### What you should do:
Rewrite the items from the line containing "[mark] the dark" through the last line of the items, substituting "poster" for "billboard" and leaving everything else unchanged.

[BEGIN Data shown]

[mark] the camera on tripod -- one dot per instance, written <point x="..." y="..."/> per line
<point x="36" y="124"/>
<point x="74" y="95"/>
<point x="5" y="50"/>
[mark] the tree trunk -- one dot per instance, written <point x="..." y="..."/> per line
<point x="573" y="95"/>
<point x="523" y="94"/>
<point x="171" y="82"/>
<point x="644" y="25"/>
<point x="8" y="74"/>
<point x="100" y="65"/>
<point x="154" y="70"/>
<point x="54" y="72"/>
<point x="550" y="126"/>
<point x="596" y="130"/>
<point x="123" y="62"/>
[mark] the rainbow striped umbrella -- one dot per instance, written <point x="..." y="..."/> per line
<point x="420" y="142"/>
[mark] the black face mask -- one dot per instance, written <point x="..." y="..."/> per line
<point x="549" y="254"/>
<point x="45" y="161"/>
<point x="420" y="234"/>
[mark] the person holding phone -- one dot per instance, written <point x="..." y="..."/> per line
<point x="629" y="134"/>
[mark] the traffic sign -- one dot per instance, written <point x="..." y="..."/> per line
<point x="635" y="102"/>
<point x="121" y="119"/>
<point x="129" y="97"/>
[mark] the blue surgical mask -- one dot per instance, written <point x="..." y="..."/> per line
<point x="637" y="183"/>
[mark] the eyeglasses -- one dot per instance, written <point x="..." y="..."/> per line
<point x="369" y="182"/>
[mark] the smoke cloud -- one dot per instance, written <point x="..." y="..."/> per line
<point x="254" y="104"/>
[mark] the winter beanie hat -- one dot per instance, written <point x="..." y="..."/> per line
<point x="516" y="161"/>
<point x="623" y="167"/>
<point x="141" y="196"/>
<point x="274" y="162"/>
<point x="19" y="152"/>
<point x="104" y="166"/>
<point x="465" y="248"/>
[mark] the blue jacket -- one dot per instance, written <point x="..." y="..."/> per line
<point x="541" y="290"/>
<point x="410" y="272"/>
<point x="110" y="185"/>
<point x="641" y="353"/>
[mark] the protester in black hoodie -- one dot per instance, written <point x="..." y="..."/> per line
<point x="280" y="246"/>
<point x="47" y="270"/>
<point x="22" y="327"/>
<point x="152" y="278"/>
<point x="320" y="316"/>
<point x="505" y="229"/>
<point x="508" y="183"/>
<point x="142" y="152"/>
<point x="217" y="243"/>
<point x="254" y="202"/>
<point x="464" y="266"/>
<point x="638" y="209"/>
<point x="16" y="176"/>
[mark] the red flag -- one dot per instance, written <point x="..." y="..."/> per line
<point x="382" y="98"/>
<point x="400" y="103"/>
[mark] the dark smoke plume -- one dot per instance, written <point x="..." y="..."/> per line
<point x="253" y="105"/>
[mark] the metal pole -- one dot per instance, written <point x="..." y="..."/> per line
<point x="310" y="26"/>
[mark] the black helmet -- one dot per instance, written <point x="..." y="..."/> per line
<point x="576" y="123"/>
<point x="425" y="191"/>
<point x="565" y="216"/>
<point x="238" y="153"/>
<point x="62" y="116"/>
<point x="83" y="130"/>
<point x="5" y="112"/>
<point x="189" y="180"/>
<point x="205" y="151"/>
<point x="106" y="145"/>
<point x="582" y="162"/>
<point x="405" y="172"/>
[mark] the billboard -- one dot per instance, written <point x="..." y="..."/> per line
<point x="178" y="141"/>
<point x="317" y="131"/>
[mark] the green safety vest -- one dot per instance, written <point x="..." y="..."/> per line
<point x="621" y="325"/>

[END Data shown]

### Problem solution:
[mark] the dark smoke plume -- one dot per instance, written <point x="..." y="..."/> per line
<point x="253" y="105"/>
[mark] the metal pole -- one dot per instance, written <point x="..." y="..."/> per line
<point x="310" y="26"/>
[mark] the black helmet -- one dot per instance, written <point x="..." y="..."/> per line
<point x="576" y="123"/>
<point x="425" y="191"/>
<point x="565" y="216"/>
<point x="238" y="153"/>
<point x="62" y="116"/>
<point x="83" y="130"/>
<point x="5" y="112"/>
<point x="189" y="180"/>
<point x="205" y="151"/>
<point x="106" y="145"/>
<point x="582" y="162"/>
<point x="405" y="172"/>
[mark] the poster -- one dot per instance, written <point x="..." y="..."/> per line
<point x="178" y="141"/>
<point x="317" y="131"/>
[mark] the green safety vest -- one dot per instance, written <point x="..." y="..."/> per line
<point x="621" y="325"/>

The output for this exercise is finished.